= Text segment =
------------------------------------------------------------------------

Also look into a PLC (Programmable Logic Controller) to do the thinking. Once expensive they can be had inexpensive including a display.

Ron

 

One possibility to consider is to just connect all three together via appropriately rated diodes. Then the camper will draw from whichever one is at the highest voltage while preventing any one supply from driving either of the others. This assumes that the 12 V converter in the vehicle doesn't output anything if the engine isn't running, which is probably a pretty good assumption since it would otherwise drain the vehicle battery. Similarly, it assumes that there is no significant voltage appearing at the 12 V output of the 120 VAC inverter when it is either disconnected or turned off.

If the highest one happens to be the "wrong" one, this is not a situation that would continue for two long before the load would shift to another source.

Other solutions that use components to do the logic will have to contend with a similar issue -- which source do you use to power the devices that are being used to decide which power source to use to power them? The diode-OR'ed approach can at least be used for that purpose.

You can certainly use a microcontroller to implement the logic. You just have to be able to detect the state of power availability from each source (or at least the first two) and then be able to output a signal to activate a relay or isolator or contactor for the chosen source. But unless you use a latching relay, all of these will present a parasitic load that will eventually drain the house battery if the other two are not present for long enough. While a latching relay solves this problem, the logic will be a bit more complicated because you have to be able to disengage each relay before switching to another. So you might consider an additional Master Power switch that must be turned on manually in order for the camper to get any power from any source. This can also be used to prevent the diode-OR'ed power rail from presenting a parasitic drain (although another option is to use that rail to power anything that must have continuous power, like clocks or devices that lose their memory if disconnected even for a second or so).

Finally, how is the house battery recharged? If that is done by connecting both it and one of the other sources at the same time, you'll want an override switch for that.

 

REally, it can be very simple to have the equivalent of a static "OR" function. All it should require is three diodes able to handle the current that the loads will require. It might require adjusting the voltage from the 120 volt powered supply to be a bit above 13 volts, but that should not be an issue..
Consider the following logic:
If 120 volt AC is available, the 12 volt AC powered supply will be active and it's voltage will forward bias it's connecting diode. That supply voltage will be a bit greater than the battery voltage when it is not being charged, so the 120 volt supply will deliver power. If 120 is not available, then either the battery or the alternator will deliver power, no control logic required.
If the alternator is delivering charge, the vehicle engine must be running, and so the output voltage will be much closer to 14 volts, which is greater than the battery voltage, and so the alternator connection diode will be forward biased, selecting the alternator output.
If the engine is not running then the alternator output will be zero, and so the default will be the 12 volt house battery, which will forward bias the house battery connection diode.
There you have the fully automatic change-over system with no processor and no power consuming contactors or processor. No software required.

Probably there is a way to use mosfets to do the switching, with the advantage being much lower forward voltage drop, which will provide much better efficiency. and still no little processor driving power burning relays or contactors.
AND, by the way, this scheme is not original from me.

------------------------------------------------------------------------

= Data provided =

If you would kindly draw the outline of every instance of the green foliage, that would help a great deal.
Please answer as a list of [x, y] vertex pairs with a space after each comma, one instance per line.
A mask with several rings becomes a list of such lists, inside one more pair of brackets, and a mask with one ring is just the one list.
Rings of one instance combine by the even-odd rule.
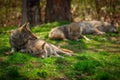
[[[87, 35], [91, 41], [50, 40], [49, 31], [69, 22], [53, 22], [36, 26], [32, 32], [39, 39], [73, 50], [77, 56], [41, 59], [29, 54], [10, 51], [9, 35], [6, 31], [16, 27], [1, 29], [0, 34], [0, 80], [118, 80], [120, 73], [119, 34], [104, 36]], [[114, 37], [116, 40], [109, 39]], [[61, 55], [61, 54], [60, 54]]]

------------------------------------------------------------------------

= Stated task 1 =
In the forum thread on switching camper power sources, what output voltage does the alternator give when the vehicle engine is running?
= Stated task 2 =
Render each line of the records as a JSON list of strings, one string per line. Skip blank lines, and leave the pictures out.
The forum thread and the records are unrelated material.

= Complete answer 1 =
It is much closer to 14 volts.

= Complete answer 2 =
[
  "If you would kindly draw the outline of every instance of the green foliage, that would help a great deal.",
  "Please answer as a list of [x, y] vertex pairs with a space after each comma, one instance per line.",
  "A mask with several rings becomes a list of such lists, inside one more pair of brackets, and a mask with one ring is just the one list.",
  "Rings of one instance combine by the even-odd rule.",
  "[[[87, 35], [91, 41], [50, 40], [49, 31], [69, 22], [53, 22], [36, 26], [32, 32], [39, 39], [73, 50], [77, 56], [41, 59], [29, 54], [10, 51], [9, 35], [6, 31], [16, 27], [1, 29], [0, 34], [0, 80], [118, 80], [120, 73], [119, 34], [104, 36]], [[114, 37], [116, 40], [109, 39]], [[61, 55], [61, 54], [60, 54]]]"
]